**** Provided records

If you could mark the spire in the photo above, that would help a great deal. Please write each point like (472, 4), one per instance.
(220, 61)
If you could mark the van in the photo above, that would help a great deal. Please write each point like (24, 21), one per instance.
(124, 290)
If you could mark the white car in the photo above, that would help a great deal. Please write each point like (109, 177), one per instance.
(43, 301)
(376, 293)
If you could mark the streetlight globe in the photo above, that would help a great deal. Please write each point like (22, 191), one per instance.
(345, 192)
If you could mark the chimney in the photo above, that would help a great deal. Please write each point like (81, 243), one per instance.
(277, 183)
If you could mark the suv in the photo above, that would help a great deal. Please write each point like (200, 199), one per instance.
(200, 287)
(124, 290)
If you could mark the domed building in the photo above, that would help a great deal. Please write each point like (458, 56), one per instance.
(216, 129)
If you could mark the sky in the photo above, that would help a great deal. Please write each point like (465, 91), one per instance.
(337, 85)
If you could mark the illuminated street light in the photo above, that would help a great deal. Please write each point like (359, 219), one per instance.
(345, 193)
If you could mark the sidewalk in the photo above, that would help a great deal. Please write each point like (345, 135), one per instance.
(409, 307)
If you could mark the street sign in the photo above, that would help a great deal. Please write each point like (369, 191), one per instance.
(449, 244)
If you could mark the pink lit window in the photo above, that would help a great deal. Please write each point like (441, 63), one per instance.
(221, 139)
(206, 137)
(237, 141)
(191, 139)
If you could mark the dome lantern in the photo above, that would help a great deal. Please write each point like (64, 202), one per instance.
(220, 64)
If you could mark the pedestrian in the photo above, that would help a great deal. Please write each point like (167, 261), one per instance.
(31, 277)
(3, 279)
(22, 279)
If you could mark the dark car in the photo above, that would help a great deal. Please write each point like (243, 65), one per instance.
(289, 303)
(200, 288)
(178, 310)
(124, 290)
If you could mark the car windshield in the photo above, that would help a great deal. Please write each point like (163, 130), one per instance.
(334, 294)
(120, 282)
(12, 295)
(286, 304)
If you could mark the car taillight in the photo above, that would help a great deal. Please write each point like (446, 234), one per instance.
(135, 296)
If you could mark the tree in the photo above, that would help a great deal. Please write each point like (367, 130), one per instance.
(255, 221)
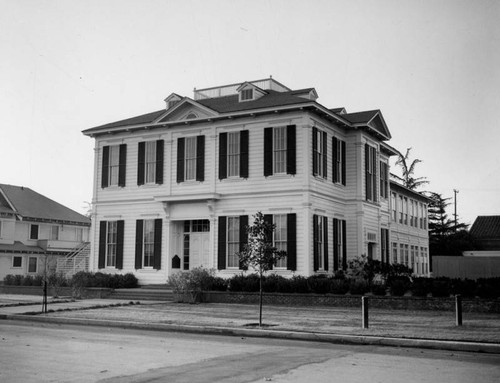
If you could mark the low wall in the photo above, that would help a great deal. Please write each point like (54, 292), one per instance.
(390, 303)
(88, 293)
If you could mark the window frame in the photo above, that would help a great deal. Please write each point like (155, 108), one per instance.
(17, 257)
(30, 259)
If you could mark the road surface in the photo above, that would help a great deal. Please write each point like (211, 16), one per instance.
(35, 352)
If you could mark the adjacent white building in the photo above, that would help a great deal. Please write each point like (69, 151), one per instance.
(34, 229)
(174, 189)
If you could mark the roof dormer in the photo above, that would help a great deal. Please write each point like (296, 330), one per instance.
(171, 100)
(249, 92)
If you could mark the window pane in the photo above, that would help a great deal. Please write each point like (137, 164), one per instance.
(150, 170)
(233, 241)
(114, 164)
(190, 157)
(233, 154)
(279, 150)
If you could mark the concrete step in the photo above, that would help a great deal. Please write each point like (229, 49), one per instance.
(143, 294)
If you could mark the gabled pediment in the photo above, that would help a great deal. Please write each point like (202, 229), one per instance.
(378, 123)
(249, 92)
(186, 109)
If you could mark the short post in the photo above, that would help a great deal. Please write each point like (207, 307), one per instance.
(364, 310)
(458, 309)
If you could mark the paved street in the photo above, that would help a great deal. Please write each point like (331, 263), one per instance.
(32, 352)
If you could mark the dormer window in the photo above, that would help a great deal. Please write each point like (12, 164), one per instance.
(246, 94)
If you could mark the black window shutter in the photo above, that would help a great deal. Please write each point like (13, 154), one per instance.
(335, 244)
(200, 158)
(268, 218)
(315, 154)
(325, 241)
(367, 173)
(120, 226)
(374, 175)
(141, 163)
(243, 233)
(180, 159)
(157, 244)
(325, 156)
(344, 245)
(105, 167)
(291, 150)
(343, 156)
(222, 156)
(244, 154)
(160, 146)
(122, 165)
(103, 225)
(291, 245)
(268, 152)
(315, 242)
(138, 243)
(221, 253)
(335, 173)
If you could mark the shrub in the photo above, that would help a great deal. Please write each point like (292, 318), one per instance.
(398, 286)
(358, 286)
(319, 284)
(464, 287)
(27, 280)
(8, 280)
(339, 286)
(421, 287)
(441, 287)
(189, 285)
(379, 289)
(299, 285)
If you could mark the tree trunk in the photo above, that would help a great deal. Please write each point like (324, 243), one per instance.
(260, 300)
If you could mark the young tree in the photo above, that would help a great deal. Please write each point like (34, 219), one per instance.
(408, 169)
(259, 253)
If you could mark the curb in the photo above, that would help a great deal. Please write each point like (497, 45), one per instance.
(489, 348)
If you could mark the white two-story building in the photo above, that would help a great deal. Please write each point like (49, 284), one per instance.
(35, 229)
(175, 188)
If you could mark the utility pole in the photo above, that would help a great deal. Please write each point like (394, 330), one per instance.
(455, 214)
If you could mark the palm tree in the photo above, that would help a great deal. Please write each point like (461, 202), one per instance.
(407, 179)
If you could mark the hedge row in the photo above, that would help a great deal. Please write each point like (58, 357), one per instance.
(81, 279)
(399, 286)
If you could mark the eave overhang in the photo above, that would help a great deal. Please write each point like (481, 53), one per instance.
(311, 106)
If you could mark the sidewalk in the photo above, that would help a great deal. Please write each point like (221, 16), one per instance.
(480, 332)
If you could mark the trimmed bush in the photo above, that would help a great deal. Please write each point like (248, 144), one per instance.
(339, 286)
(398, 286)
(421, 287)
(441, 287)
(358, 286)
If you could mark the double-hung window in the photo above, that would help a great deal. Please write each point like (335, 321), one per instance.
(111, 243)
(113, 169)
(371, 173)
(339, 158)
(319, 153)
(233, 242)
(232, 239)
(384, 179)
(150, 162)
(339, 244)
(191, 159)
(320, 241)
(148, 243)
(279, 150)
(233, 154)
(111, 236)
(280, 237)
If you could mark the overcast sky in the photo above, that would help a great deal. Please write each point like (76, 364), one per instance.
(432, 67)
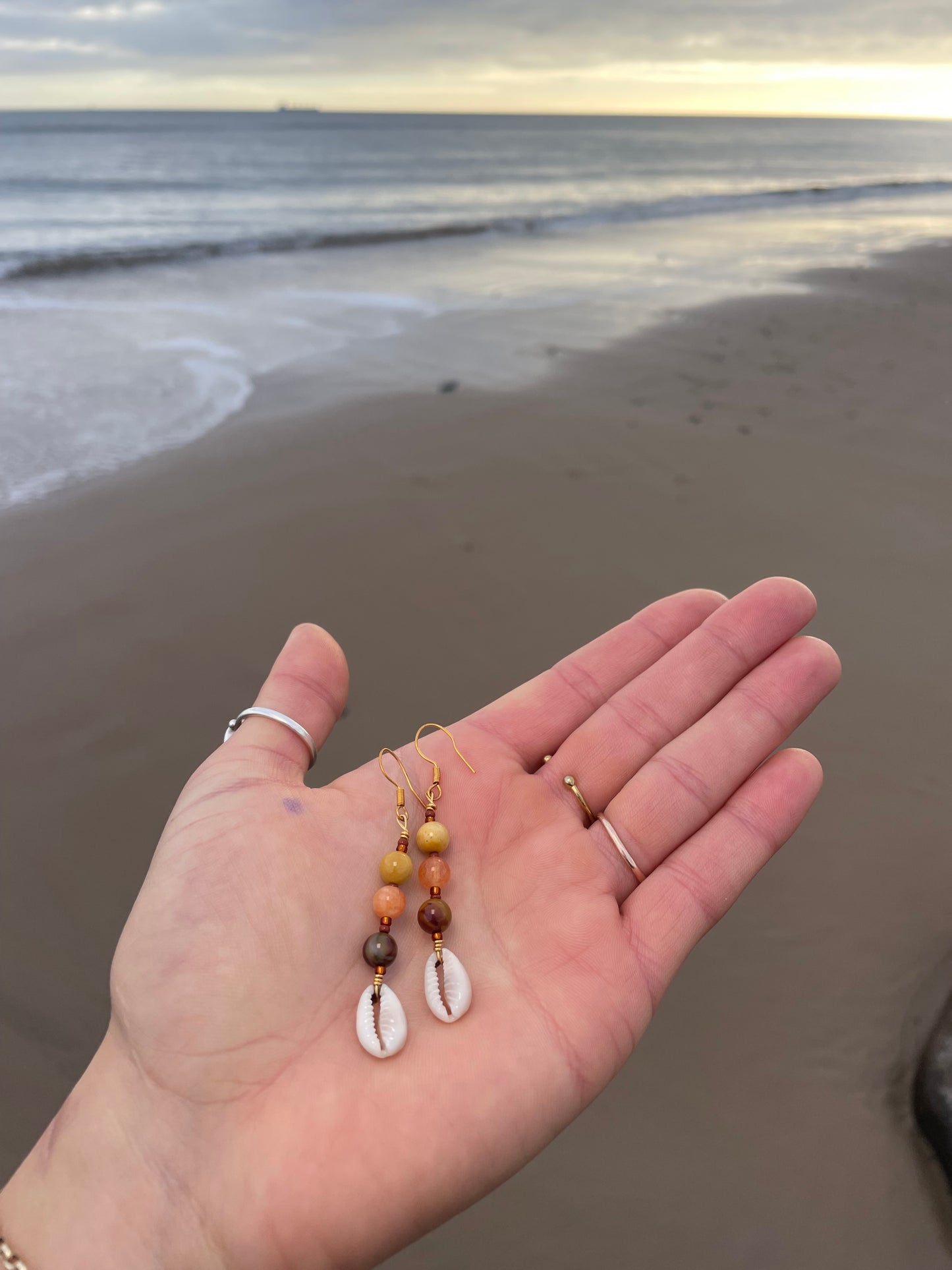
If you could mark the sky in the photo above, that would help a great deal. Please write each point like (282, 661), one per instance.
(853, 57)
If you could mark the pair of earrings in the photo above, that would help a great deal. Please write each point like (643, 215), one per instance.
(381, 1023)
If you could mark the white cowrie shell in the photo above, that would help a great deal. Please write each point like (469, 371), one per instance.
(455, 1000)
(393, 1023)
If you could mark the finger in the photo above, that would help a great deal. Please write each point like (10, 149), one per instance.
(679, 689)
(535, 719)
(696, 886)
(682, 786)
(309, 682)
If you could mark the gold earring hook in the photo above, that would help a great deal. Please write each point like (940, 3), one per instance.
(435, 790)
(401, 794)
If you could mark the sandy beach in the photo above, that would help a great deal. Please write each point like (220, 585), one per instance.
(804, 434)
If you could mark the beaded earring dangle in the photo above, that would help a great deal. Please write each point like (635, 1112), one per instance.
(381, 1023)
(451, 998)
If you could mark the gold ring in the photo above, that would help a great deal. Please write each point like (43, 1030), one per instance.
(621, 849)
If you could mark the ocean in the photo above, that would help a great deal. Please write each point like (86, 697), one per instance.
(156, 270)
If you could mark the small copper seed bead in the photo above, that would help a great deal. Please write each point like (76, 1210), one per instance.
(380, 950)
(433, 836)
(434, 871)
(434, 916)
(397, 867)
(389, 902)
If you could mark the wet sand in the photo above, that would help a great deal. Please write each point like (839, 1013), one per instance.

********
**** Provided records

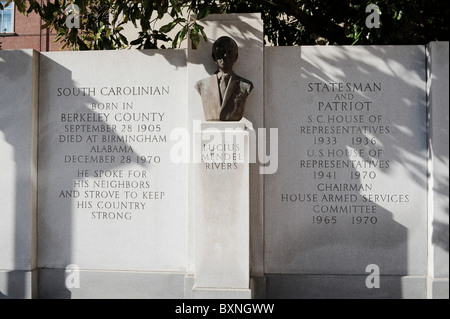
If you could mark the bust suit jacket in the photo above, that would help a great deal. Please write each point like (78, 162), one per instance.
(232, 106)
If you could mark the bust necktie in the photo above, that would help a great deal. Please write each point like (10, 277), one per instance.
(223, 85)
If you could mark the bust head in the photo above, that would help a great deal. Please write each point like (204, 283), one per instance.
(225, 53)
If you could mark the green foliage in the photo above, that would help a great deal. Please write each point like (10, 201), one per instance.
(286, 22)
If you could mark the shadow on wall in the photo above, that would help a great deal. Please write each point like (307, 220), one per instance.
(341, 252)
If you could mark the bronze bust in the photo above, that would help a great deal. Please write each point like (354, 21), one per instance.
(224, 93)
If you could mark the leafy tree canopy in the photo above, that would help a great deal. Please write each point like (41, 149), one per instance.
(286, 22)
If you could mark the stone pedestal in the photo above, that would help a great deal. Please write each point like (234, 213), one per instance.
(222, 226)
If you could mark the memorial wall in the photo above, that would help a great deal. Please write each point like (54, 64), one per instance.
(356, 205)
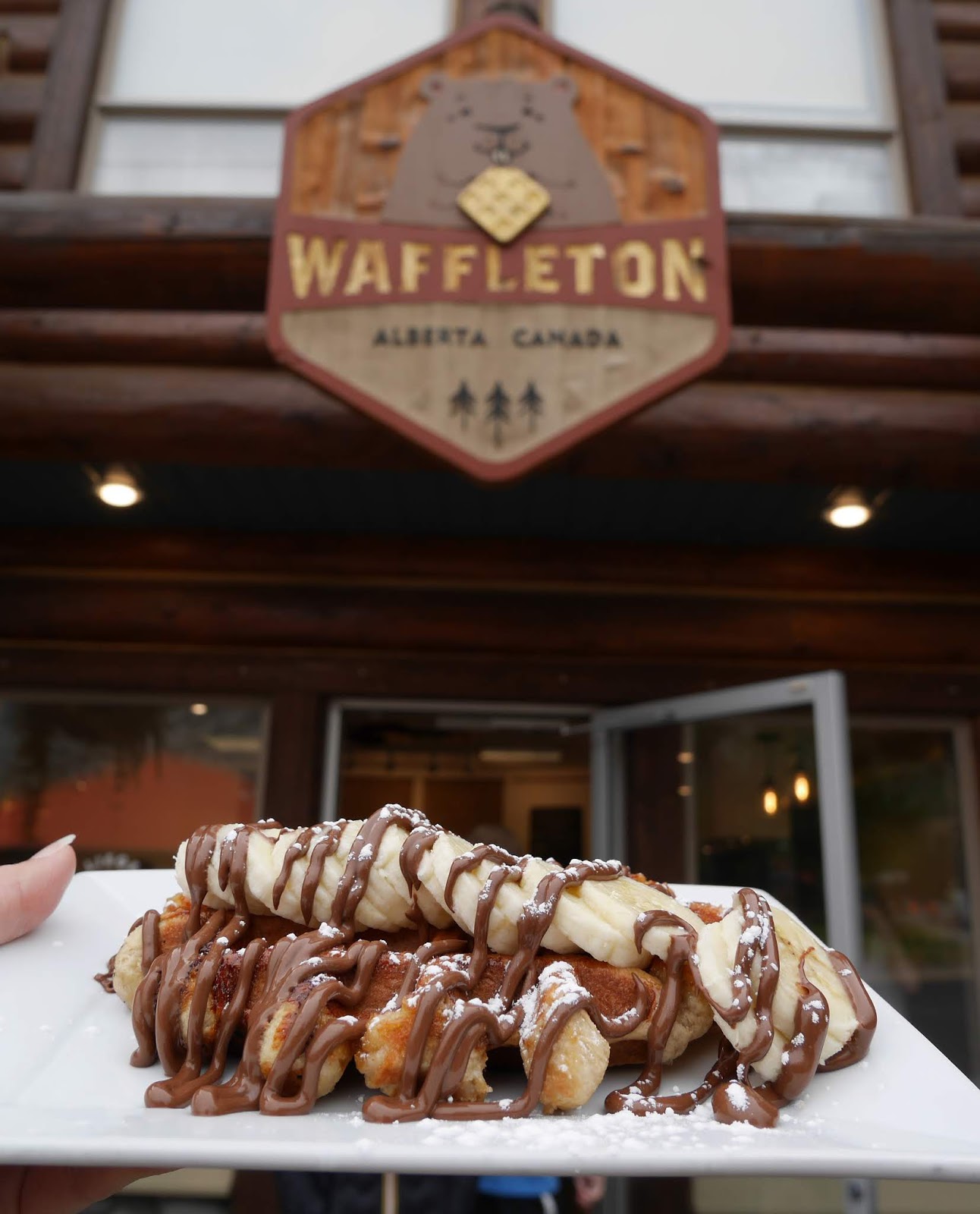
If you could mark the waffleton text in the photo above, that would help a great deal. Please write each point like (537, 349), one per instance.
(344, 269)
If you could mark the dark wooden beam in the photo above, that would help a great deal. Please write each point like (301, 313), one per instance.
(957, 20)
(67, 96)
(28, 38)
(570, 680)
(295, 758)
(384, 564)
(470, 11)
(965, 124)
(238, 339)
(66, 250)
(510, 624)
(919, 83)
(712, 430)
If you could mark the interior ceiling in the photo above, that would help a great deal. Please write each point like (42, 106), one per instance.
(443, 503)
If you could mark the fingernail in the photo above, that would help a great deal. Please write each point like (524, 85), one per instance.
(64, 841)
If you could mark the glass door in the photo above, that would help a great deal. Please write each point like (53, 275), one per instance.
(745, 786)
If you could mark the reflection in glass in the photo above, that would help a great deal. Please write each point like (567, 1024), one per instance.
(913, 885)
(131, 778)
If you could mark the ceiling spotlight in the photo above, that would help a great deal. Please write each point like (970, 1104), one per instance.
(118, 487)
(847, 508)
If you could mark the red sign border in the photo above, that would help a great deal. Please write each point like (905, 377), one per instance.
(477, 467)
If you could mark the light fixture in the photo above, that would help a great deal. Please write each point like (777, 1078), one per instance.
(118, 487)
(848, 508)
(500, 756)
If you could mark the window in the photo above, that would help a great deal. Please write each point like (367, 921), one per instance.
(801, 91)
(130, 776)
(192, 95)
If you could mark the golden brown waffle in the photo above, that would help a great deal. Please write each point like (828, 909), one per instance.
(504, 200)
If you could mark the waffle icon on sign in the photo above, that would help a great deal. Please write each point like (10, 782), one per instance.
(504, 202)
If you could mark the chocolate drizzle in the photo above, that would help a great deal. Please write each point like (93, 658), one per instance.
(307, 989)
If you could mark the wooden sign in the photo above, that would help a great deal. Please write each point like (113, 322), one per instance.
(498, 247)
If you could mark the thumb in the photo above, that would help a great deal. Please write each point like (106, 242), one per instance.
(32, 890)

********
**** Provided records

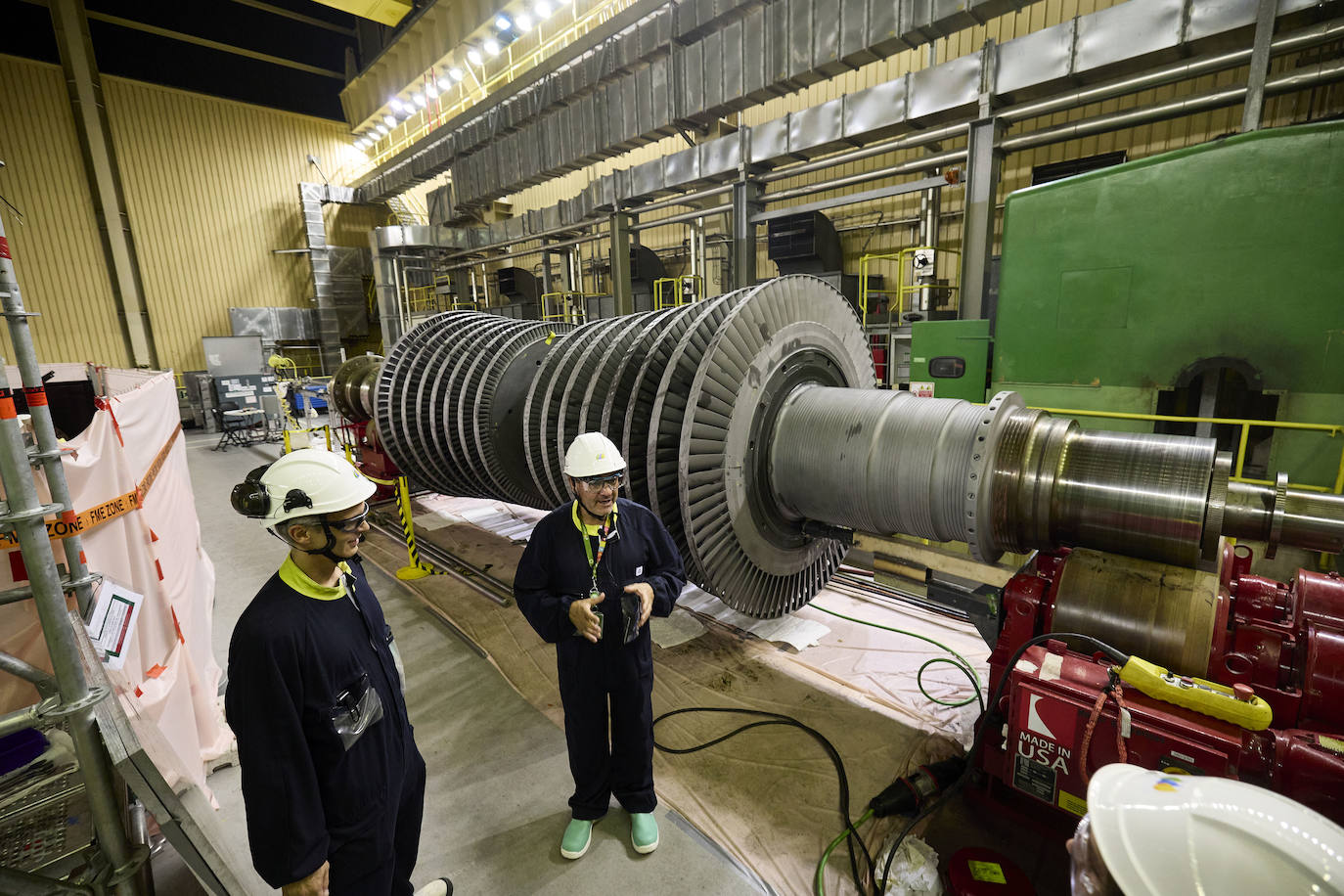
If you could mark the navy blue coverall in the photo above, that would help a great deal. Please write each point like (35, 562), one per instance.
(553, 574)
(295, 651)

********

-- Do this --
State how many lines of the items above contain the word "ceiling"; give only the number.

-- The output --
2